- [Aufgabenziel]
Gib aus dem Artikel über die Neuregelung des NAFTA-Abkommens die Passage von „Damit Autos zollfrei“ bis einschließlich „aus US-Teilen bestehen.“ wortgetreu wieder.

Nach der Einigung zwischen den USA und Mexiko auf eine Neuregelung ihrer Handelsbeziehungen hofft auch Kanada auf eine Lösung. Unterdessen erhöht Donald Trump den Druck auf den nördlichen Nachbarn.

NAFTA
Bild: picture alliance/AP Photo/J. Bottoni

Nach der vorläufigen Einigung mit Mexiko auf ein neues Handelsabkommen setzt US-Präsident Donald Trump nun Kanada unter Druck. Sollte der Nachbar im Norden nicht ebenfalls einer Überarbeitung des bisherigen Nordamerikanischen Freihandelsabkommens (NAFTA) zustimmen, würden Zölle auf Fahrzeuge und Zulieferer erhoben. "Ich denke ehrlich gesagt, mit Kanada ist es am einfachsten, ihre Autos mit Zöllen zu belegen", sagte Trump.

Die kanadische Außenministerin Chrystia Freeland brach auf der Stelle eine Europa-Reise ab und wird noch am Dienstag zu Gesprächen in Washington erwartet. US-Finanzminister Steve Mnuchin gibt sich zuversichtlich, bis Ende der Woche auch eine Handelsübereinkunft mit Kanada zu erzielen. Auf eine entsprechende Frage antwortete er dem Sender CNBC: "Ja, davon gehe ich aus. Wir müssen Kanada jetzt schnell an Bord holen." Die deutsche Wirtschaft, die Hunderte Milliarden in Nordamerika investiert hat, hofft ebenfalls auf eine Einigung zwischen den drei Partnern.

Damit Autos zollfrei bleiben, müssen deren Teile künftig zu 75 Prozent in den USA oder Mexiko produziert sein. Im bisherigen NAFTA-Abkommen sind es lediglich 62,5 Prozent. Die Anhebung der Mindestquote soll die Produktion in der Region stärken. Selbst wenn neue Endfertigungsstätten vor allem in Mexiko entstünden, winken den USA deutliche Vorteile. Denn Studien zeigen, dass in Mexiko zusammengebaute Autos, die in die Vereinigten Staaten exportiert werden, zu 40 Prozent aus US-Teilen bestehen.

Vorteile für US-Zulieferer

Um die Zulieferindustrie in den USA zu unterstützen, ist eine weitere Mindestgrenze vorgesehen: So muss ein Wagen zu 40 bis 45 Prozent in Regionen produziert sein, in denen Stundenlöhne von wenigstens 16 Dollar gezahlt werden. In Mexiko verdienen Industriearbeiter nach Angaben des nationalen Statistikamts Inegi durchschnittlich umgerechnet nur etwa 2,30 Dollar. Neben Mexiko zielt die 16 Dollar-Klausel auch auf die Billiglohnkonkurrenz durch Zulieferer aus Asien. Außerdem sind Vorgaben für die Baustoffverarbeitung für die Auto-Hersteller vorgesehen. Von ihnen wird verlangt, mehr Stahl, Aluminium, Glas und Kunststoff aus den USA und Mexiko zu nutzen. Das neue Abkommen soll eine Laufzeit von 16 Jahren haben und jeweils nach sechs Jahren überprüft werden.

- [Bereitgestellte Daten]

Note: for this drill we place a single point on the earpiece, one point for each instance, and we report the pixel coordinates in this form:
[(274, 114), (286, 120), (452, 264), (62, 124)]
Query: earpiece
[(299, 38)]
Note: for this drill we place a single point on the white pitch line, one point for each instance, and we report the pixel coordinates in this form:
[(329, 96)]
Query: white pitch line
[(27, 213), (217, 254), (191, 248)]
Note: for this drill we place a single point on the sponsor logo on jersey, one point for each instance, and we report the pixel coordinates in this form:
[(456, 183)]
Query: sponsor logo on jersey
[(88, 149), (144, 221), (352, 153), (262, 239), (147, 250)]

...

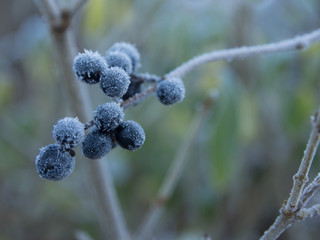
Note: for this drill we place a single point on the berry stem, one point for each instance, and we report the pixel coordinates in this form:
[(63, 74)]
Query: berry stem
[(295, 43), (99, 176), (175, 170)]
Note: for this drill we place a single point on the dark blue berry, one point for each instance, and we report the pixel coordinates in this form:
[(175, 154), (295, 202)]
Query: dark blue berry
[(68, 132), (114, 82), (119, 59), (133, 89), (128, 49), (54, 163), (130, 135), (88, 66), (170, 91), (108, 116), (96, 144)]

- [Ergebnis der Aufgabe]
Damit Autos zollfrei bleiben, müssen deren Teile künftig zu 75 Prozent in den USA oder Mexiko produziert sein. Im bisherigen NAFTA-Abkommen sind es lediglich 62,5 Prozent. Die Anhebung der Mindestquote soll die Produktion in der Region stärken. Selbst wenn neue Endfertigungsstätten vor allem in Mexiko entstünden, winken den USA deutliche Vorteile. Denn Studien zeigen, dass in Mexiko zusammengebaute Autos, die in die Vereinigten Staaten exportiert werden, zu 40 Prozent aus US-Teilen bestehen.